#### TEXTE FOURNI
-=-=-=-=-

Cette attitude est très louable, mais elle est un standard inatteignable pour 99% d’entre nous. Nos existences sont déjà extrêmement compliquées, remplies d’obligations, de responsabilités, de contraintes et de rendez-vous. Pourquoi voudrions-nous ajouter encore plus d’exigences et peut-être même de souffrances dans notre quotidien? Honnêtement, qui rêve vraiment d’une vie d’itinérance loin de ses proches et privée des petits plaisirs de la vie? Pourquoi abandonner notre belle vie d’aujourd’hui quand nous pourrions toujours suivre Jésus demain?
Il est toujours difficile de trouver le juste équilibre entre la ligne dure et l’attente d’un meilleur moment qui ne manifestera peut-être jamais dans le futur. Ce défi est d’autant plus grand parce que nous ne sommes pas appelés à être des disciples de Jésus à temps partiel. Nous ne pouvons pas dire : « Ok. Je vais aider mon prochain les lundis, mercredis et vendredi, mais qu’ils ne viennent surtout pas me déranger durant mes fins de semaine. » Nous ne sommes pas invités à vivre une foi basée sur des phrases qui débute par « je devrais » : je devrais m’impliquer davantage dans ma communauté. Je devrais être plus généreux. Je devrais acheter plus de produits équitables. Nous ne pouvons pas nous déclarer disciples de Jésus si nous nous contentons d’écouter les nouvelles, être outrés pendant 30 secondes et continuer notre existence comme si de rien n’était. Il y a des moments où nous devons agir rapidement. Il y a des moments où nous n’avons pas le luxe de procrastiner.
Parfois, je crois que nous devons être secoués ou provoqués, un peu comme Jésus le fait dans le passage d’aujourd’hui. Nous devons nous souvenir de la cruelle réalité de notre monde. En ce moment, une guerre civile au Yémen a réduit 75% de la population à la pauvreté. Des millions d’hommes, de femmes et d’enfants ont dû se réfugier à l’extérieur des zones de combats et le choléra est devenu une maladie mortelle endémique. En ce moment, nous assistons à une explosion de la violence envers les femmes. Selon une étude de l’Organisation mondiale de la santé, plus du tiers de la totalité des femmes du monde a été abusée physiquement ou sexuellement. Environ 40% des féminicides à travers le monde ont été perpétrés par un proche de la victime. En ce moment, la communauté autochtone de Neskantaga, située au nord de l’Ontario, est sans eau potable depuis 10 000 jours. Cela représente plus de 27 années pour un territoire situé dans l’un des pays les plus industrialisés du monde. En moment même, il y a trop de gens qui souffrent. Il y a beaucoup de choses que nous pourrions changer. Nous n’avons peut-être pas le luxe d’attendre. Demain sera peut-être trop tard. Dans certains cas, nous n’avons pas le temps de trouver des excuses pour demeurer inactifs.

-=-=-=-=-

#### DONNÉES À ANALYSER
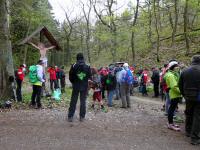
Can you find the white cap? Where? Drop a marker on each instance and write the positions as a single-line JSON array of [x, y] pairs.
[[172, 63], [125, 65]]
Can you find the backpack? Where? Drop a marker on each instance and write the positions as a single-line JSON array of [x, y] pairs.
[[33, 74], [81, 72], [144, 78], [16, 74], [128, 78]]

-=-=-=-=-

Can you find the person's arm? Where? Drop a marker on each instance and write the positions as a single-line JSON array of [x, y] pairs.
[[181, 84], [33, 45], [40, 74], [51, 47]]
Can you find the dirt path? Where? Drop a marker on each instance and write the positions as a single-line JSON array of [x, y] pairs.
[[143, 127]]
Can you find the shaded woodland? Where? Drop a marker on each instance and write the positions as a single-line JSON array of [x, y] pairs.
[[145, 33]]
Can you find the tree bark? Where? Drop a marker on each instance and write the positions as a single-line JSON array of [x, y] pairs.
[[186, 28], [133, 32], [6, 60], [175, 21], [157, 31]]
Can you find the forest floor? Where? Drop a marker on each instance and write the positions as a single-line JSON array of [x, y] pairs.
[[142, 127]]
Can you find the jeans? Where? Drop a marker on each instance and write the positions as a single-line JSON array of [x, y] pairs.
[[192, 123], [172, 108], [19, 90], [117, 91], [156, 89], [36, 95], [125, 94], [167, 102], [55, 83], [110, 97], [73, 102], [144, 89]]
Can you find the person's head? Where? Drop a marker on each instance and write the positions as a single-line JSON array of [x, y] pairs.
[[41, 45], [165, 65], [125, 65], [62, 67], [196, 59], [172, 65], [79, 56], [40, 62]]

-=-=-=-=-

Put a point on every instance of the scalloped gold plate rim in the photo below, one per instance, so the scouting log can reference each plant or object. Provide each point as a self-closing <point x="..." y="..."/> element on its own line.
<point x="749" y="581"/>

-=-=-=-=-

#### TRAVAIL DEMANDÉ
Selon le texte fourni, pourquoi le défi de trouver le juste équilibre est-il « d'autant plus grand » ? Expliquez-le en une à trois phrases. Les enregistrements n'ont aucun lien avec le texte fourni.

#### RÉPONSE
Ce défi est d'autant plus grand parce que nous ne sommes pas appelés à être des disciples de Jésus à temps partiel. On ne peut donc pas aider son prochain certains jours seulement et refuser d'être dérangé le reste du temps.